Start
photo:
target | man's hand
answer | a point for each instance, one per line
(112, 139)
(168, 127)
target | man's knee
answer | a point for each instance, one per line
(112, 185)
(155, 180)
End
Instructions for the task:
Reproduce all of the entries above line for line, changing nothing.

Answer to the task:
photo:
target | man's hand
answer | a point for each instance, one per line
(112, 139)
(168, 127)
target | man's knee
answer | a point for each instance, one per line
(112, 185)
(155, 180)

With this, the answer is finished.